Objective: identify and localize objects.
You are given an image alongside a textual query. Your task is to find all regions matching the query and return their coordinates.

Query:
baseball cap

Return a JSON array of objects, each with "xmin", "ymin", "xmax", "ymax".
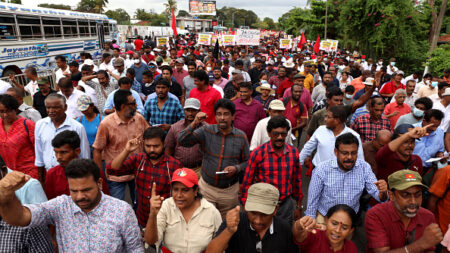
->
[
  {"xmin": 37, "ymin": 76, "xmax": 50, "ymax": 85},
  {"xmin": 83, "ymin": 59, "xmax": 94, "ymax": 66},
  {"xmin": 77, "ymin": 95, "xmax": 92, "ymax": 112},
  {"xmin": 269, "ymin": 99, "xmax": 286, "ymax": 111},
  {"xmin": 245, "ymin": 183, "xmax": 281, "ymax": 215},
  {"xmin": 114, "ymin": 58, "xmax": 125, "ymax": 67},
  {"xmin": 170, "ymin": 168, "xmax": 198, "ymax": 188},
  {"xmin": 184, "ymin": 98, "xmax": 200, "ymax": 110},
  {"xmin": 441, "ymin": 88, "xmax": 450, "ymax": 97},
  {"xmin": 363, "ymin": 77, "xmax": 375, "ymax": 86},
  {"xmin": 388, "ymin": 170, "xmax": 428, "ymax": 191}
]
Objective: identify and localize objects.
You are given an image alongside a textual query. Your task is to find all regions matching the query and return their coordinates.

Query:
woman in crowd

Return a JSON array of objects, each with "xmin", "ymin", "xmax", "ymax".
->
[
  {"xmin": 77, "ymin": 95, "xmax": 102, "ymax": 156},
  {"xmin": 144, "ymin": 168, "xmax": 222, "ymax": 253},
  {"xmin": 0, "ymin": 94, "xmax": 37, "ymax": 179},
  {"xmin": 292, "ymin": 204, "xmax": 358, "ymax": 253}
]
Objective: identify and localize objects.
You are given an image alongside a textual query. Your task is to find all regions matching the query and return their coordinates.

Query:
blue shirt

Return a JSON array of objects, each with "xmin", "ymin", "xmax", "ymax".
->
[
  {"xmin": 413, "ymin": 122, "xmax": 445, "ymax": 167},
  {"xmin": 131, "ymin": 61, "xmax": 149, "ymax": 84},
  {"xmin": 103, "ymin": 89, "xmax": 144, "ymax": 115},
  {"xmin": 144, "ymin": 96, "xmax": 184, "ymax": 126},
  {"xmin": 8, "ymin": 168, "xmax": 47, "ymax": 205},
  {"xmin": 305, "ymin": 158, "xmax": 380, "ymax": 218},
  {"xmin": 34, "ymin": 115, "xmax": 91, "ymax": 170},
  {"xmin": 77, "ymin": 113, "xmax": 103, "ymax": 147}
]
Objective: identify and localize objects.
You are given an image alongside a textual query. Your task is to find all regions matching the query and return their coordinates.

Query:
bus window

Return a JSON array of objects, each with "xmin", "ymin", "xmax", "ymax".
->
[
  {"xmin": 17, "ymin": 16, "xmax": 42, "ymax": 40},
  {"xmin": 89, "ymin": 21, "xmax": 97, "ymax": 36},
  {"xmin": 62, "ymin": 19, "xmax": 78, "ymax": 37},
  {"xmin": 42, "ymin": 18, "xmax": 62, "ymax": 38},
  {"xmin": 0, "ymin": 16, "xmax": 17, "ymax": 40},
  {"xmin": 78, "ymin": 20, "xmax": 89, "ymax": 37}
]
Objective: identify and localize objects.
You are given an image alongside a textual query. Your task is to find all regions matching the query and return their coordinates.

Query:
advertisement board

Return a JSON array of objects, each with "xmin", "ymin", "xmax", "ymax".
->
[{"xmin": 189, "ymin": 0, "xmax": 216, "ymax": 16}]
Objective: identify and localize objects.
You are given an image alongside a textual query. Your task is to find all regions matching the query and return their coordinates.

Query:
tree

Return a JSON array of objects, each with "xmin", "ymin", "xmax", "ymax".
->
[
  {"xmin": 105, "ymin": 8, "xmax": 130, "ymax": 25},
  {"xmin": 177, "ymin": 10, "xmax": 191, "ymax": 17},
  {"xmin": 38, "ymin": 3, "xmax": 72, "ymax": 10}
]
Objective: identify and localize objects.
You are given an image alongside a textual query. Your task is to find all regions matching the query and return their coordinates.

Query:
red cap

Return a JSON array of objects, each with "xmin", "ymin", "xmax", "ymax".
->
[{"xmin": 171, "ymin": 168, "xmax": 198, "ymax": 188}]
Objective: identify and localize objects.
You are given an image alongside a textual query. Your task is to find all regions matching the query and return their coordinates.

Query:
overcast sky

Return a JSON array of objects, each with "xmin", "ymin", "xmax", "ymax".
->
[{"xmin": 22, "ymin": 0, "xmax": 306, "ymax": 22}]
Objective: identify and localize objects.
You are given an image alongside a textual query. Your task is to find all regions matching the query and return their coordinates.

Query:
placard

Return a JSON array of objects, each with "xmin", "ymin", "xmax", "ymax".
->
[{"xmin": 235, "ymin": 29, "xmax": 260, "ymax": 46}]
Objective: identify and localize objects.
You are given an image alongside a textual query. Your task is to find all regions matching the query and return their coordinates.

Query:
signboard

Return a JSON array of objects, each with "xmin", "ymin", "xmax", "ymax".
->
============================================================
- **EXERCISE OBJECTIVE**
Lay out all of the data above as a JSON list of strings, with one string for each line. Skip blank lines and leave out the pictures.

- **OUTPUT OF THE EXERCISE**
[
  "Objective: identify and localize objects.",
  "You are given an image alongside a textual query. Your task is to find all regions matching the query and return their coordinates.",
  "Query:",
  "baseball cap",
  "Return a JSON array of objects, each with \"xmin\", \"ymin\", \"xmax\", \"ymax\".",
  "->",
  "[",
  "  {\"xmin\": 37, \"ymin\": 76, \"xmax\": 50, \"ymax\": 85},",
  "  {\"xmin\": 83, \"ymin\": 59, \"xmax\": 94, \"ymax\": 66},",
  "  {\"xmin\": 77, \"ymin\": 95, \"xmax\": 92, \"ymax\": 112},",
  "  {\"xmin\": 269, \"ymin\": 99, \"xmax\": 286, \"ymax\": 111},",
  "  {\"xmin\": 245, \"ymin\": 183, \"xmax\": 281, \"ymax\": 215},",
  "  {\"xmin\": 114, \"ymin\": 58, \"xmax\": 125, \"ymax\": 67},",
  "  {\"xmin\": 170, \"ymin\": 168, \"xmax\": 198, \"ymax\": 188},",
  "  {\"xmin\": 184, \"ymin\": 98, \"xmax\": 200, \"ymax\": 110},",
  "  {\"xmin\": 441, \"ymin\": 88, \"xmax\": 450, \"ymax\": 97},",
  "  {\"xmin\": 363, \"ymin\": 77, \"xmax\": 375, \"ymax\": 86},",
  "  {\"xmin\": 388, \"ymin\": 170, \"xmax\": 428, \"ymax\": 191}",
  "]",
  "Objective: identify and localize objects.",
  "You are given an image alongside a textual query. Your task is to find all regions matching the query and return their coordinates.",
  "Query:",
  "woman in crowd",
  "Return a JSON array of objects, each with \"xmin\", \"ymin\", \"xmax\", \"ymax\".",
  "->",
  "[",
  "  {\"xmin\": 77, \"ymin\": 95, \"xmax\": 102, \"ymax\": 156},",
  "  {\"xmin\": 144, \"ymin\": 168, \"xmax\": 222, \"ymax\": 253},",
  "  {\"xmin\": 0, \"ymin\": 94, \"xmax\": 37, \"ymax\": 179},",
  "  {\"xmin\": 292, \"ymin\": 204, \"xmax\": 358, \"ymax\": 253}",
  "]",
  "Objective: identify and localize objects.",
  "You are given an image alongside a textual query. Your task is to find all regions matching the query and return their coordinates.",
  "Query:",
  "blue shirt",
  "Return a JSON array of objects, each with \"xmin\", \"ymin\", \"xmax\", \"ymax\".",
  "->",
  "[",
  "  {\"xmin\": 413, \"ymin\": 122, \"xmax\": 445, \"ymax\": 167},",
  "  {\"xmin\": 131, \"ymin\": 61, \"xmax\": 149, \"ymax\": 84},",
  "  {\"xmin\": 103, \"ymin\": 89, \"xmax\": 144, \"ymax\": 115},",
  "  {\"xmin\": 144, \"ymin\": 96, \"xmax\": 184, \"ymax\": 126},",
  "  {\"xmin\": 8, \"ymin\": 168, \"xmax\": 47, \"ymax\": 205},",
  "  {\"xmin\": 305, \"ymin\": 158, \"xmax\": 380, \"ymax\": 218},",
  "  {\"xmin\": 34, \"ymin\": 115, \"xmax\": 91, \"ymax\": 170},",
  "  {\"xmin\": 77, \"ymin\": 113, \"xmax\": 103, \"ymax\": 147}",
  "]",
  "Objective: identify and localize objects.",
  "You are given an image alongside a textual query. Your task is to find all regions matching the query and return their coordinates.",
  "Query:",
  "bus window",
  "Return a JSON array of objects, each with \"xmin\", \"ymin\", \"xmax\", \"ymax\".",
  "->",
  "[",
  "  {\"xmin\": 17, \"ymin\": 16, \"xmax\": 42, \"ymax\": 40},",
  "  {\"xmin\": 89, \"ymin\": 21, \"xmax\": 97, \"ymax\": 36},",
  "  {\"xmin\": 62, \"ymin\": 19, \"xmax\": 78, \"ymax\": 37},",
  "  {\"xmin\": 42, \"ymin\": 18, \"xmax\": 62, \"ymax\": 38},",
  "  {\"xmin\": 0, \"ymin\": 16, \"xmax\": 17, \"ymax\": 40},",
  "  {\"xmin\": 78, \"ymin\": 20, \"xmax\": 89, \"ymax\": 37}",
  "]",
  "Objective: identify and localize objects.",
  "You are given an image alongside a textual query. Your task is to find all regions matching the query and return their coordinates.",
  "Query:",
  "advertisement board",
  "Return a JSON array of objects, each with \"xmin\", \"ymin\", \"xmax\", \"ymax\".",
  "->",
  "[{\"xmin\": 189, \"ymin\": 0, \"xmax\": 216, \"ymax\": 16}]",
  "Objective: identify and localize objects.",
  "You are given an image alongside a textual query. Your task is to find all regions matching the query and return their coordinates.",
  "Query:",
  "tree",
  "Return a JSON array of objects, each with \"xmin\", \"ymin\", \"xmax\", \"ymax\".",
  "->",
  "[",
  "  {\"xmin\": 105, \"ymin\": 8, \"xmax\": 130, \"ymax\": 25},",
  "  {\"xmin\": 177, \"ymin\": 10, \"xmax\": 191, \"ymax\": 17},",
  "  {\"xmin\": 38, \"ymin\": 3, \"xmax\": 72, \"ymax\": 10}",
  "]",
  "Objective: identify and localize objects.",
  "You are given an image alongside a textual query. Your task is to find all regions matching the query and return their coordinates.",
  "Query:",
  "red cap",
  "Return a JSON array of objects, each with \"xmin\", \"ymin\", \"xmax\", \"ymax\".",
  "->",
  "[{\"xmin\": 171, \"ymin\": 168, \"xmax\": 198, \"ymax\": 188}]",
  "Objective: identify and localize objects.",
  "You are given an image alongside a textual query. Your task is to find all regions matching the query and return their coordinates.",
  "Query:",
  "overcast sky",
  "Return a JSON array of objects, each with \"xmin\", \"ymin\", \"xmax\", \"ymax\".",
  "->",
  "[{\"xmin\": 22, \"ymin\": 0, \"xmax\": 306, \"ymax\": 22}]",
  "Objective: identify and localize objects.",
  "You are given an image alongside a textual query. Your task is to find all regions matching the query and return their coordinates.",
  "Query:",
  "placard",
  "Return a JSON array of objects, each with \"xmin\", \"ymin\", \"xmax\", \"ymax\".",
  "->",
  "[{\"xmin\": 235, \"ymin\": 29, \"xmax\": 260, \"ymax\": 46}]",
  "Objective: identify and localize objects.",
  "You are given an image alongside a textual query. Your task is to find all regions matching the query and return their coordinates.",
  "Query:",
  "signboard",
  "Return a JSON array of objects, each with \"xmin\", \"ymin\", \"xmax\", \"ymax\".",
  "->"
]